Which lines in the records below contain the word "mailbox"? Copy each one out.

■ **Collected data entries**
━━━━━━━━━━━━━━━━━━━━━━━━━━━━━━
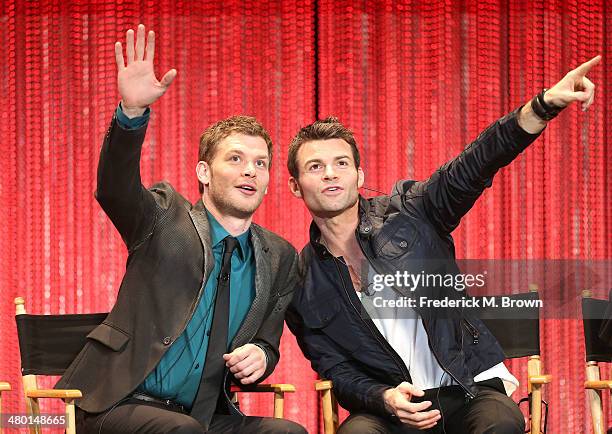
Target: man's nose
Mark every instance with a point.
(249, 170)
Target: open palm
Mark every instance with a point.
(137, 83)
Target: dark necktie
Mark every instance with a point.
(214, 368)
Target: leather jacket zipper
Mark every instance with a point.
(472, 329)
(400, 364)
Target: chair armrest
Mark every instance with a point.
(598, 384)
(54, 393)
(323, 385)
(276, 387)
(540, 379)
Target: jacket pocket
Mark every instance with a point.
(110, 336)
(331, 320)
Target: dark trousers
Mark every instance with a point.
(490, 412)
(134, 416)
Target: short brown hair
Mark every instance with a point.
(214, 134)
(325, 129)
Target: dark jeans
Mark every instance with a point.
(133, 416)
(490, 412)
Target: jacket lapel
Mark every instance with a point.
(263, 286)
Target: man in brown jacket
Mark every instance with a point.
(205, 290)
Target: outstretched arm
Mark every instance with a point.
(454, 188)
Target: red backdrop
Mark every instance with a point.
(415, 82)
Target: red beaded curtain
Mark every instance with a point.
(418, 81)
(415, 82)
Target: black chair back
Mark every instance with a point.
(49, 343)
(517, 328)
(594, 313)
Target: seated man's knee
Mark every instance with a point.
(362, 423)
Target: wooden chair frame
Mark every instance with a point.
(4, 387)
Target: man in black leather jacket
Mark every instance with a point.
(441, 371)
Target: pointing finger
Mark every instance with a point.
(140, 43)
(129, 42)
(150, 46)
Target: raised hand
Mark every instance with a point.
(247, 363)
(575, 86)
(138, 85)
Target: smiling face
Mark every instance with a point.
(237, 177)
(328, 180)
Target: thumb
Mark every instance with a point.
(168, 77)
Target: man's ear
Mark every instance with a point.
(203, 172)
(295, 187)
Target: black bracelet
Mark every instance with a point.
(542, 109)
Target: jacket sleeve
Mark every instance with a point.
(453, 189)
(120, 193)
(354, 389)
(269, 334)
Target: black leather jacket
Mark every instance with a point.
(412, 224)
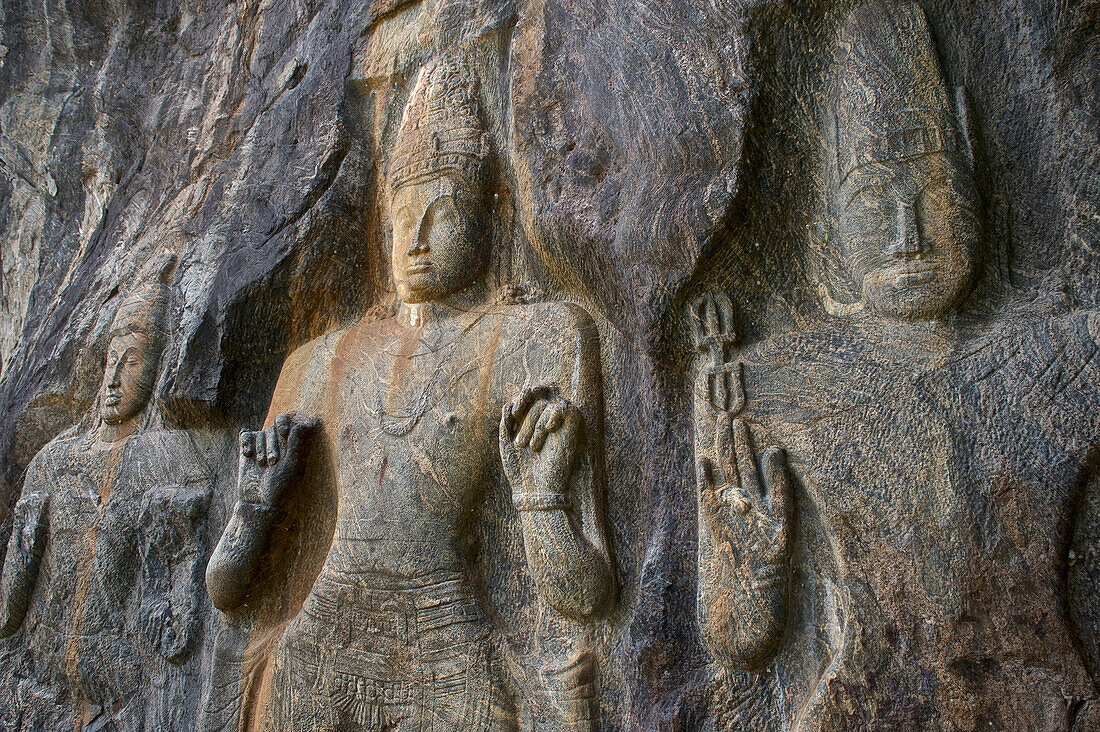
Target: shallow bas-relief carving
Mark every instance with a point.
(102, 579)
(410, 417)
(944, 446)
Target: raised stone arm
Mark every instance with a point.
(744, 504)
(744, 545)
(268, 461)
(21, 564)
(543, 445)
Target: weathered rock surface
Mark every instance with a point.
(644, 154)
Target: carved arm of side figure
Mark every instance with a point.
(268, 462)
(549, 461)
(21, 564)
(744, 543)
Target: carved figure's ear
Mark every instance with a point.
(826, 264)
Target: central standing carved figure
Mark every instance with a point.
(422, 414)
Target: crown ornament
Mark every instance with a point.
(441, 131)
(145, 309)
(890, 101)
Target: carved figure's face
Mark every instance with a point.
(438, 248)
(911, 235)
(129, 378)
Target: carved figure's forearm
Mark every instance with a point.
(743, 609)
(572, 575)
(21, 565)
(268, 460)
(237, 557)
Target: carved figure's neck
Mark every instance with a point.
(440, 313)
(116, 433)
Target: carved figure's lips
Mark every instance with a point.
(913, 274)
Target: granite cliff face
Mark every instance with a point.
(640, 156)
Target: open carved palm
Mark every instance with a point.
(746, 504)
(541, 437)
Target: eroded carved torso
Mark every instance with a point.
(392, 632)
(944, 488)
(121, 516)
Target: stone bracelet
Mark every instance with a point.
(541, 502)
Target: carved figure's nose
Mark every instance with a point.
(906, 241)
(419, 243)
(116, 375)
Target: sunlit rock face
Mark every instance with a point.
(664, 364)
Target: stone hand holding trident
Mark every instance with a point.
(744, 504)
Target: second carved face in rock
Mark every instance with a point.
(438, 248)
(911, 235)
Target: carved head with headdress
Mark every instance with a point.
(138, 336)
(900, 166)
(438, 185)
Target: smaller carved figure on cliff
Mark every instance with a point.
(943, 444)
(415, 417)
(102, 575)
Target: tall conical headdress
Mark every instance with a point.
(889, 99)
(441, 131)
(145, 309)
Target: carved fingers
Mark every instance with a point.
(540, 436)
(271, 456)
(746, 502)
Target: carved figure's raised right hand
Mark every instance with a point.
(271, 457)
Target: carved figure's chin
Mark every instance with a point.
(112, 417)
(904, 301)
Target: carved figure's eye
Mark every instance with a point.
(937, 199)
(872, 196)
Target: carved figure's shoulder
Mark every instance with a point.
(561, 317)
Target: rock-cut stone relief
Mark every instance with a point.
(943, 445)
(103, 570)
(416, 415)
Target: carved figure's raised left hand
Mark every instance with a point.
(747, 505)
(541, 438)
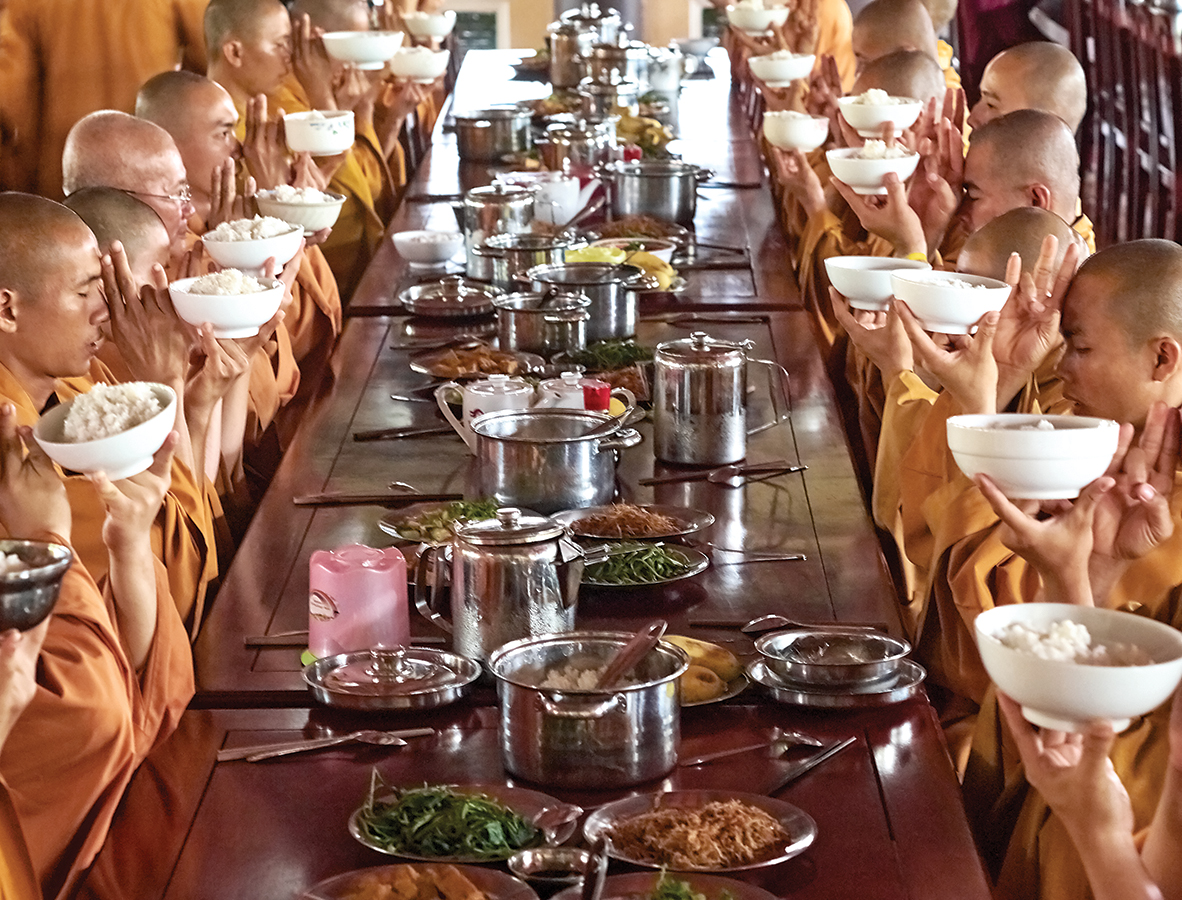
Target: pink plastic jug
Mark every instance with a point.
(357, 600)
━━━━━━━━━━━━━━━━━━━━━━━━━━━━━━
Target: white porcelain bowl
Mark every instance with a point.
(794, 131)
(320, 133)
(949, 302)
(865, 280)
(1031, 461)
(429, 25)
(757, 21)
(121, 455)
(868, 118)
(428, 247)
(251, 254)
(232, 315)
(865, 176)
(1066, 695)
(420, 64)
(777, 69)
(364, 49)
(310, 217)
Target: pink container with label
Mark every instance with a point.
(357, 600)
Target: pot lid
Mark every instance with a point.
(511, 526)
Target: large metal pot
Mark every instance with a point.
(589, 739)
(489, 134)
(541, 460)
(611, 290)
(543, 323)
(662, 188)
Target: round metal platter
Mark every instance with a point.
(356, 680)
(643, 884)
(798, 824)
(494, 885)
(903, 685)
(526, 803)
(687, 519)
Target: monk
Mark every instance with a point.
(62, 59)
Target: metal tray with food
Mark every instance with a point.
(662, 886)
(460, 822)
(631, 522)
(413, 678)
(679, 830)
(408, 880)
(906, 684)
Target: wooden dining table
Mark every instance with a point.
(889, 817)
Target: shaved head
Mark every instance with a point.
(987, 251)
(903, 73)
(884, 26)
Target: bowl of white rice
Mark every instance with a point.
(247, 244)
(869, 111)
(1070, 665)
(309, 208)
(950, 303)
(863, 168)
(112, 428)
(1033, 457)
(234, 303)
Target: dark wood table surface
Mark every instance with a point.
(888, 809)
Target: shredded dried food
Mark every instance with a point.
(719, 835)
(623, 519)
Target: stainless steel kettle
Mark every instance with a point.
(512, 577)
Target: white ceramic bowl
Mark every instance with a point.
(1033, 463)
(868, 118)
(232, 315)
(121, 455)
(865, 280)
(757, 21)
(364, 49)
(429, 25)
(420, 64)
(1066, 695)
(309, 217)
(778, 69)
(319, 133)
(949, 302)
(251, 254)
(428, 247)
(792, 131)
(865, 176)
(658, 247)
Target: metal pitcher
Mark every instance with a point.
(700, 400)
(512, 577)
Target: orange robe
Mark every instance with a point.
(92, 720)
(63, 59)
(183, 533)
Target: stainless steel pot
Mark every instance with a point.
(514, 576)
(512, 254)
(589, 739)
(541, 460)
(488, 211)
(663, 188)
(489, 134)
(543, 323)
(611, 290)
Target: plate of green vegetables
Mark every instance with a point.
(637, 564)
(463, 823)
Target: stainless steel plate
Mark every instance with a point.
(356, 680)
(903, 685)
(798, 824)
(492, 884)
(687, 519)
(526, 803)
━━━━━━━━━━━━━━━━━━━━━━━━━━━━━━
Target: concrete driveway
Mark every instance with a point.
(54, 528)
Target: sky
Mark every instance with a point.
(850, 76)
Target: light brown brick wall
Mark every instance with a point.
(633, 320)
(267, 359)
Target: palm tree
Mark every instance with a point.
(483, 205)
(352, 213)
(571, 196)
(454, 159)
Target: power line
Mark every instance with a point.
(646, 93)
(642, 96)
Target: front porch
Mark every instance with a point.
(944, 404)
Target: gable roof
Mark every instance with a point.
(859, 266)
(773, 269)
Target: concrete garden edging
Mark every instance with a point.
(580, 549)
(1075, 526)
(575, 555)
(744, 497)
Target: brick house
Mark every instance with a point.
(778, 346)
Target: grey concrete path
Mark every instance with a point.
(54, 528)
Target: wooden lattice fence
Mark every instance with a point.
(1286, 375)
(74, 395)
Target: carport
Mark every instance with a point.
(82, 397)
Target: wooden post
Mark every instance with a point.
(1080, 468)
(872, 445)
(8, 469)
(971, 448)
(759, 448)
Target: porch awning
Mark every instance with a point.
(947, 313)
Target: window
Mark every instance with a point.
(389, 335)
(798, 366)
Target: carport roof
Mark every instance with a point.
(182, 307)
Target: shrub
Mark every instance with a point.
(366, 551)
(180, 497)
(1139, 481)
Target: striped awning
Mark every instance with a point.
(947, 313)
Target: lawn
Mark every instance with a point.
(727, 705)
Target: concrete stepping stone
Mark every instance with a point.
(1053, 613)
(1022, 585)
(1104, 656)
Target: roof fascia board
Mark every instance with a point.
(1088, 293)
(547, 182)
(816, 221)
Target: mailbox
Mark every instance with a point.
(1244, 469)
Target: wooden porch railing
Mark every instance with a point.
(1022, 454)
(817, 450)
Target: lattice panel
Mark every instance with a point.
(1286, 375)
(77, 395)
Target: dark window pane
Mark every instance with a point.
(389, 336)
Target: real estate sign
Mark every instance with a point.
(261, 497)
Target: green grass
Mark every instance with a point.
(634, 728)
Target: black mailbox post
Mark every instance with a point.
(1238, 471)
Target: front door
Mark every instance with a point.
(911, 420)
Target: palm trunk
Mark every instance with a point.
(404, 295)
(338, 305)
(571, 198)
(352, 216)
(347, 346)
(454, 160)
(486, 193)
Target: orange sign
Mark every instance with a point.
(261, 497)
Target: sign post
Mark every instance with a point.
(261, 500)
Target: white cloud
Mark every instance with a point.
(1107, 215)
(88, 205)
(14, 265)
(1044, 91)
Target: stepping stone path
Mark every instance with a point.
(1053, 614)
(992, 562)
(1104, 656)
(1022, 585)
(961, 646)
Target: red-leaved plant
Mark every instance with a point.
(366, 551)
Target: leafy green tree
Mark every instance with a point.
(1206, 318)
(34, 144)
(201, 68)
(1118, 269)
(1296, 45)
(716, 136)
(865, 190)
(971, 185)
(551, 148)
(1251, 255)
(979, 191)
━━━━━━━━━━━━━━━━━━━━━━━━━━━━━━
■ **WRITTEN ANSWER**
Target: mailbox
Target: black mailbox post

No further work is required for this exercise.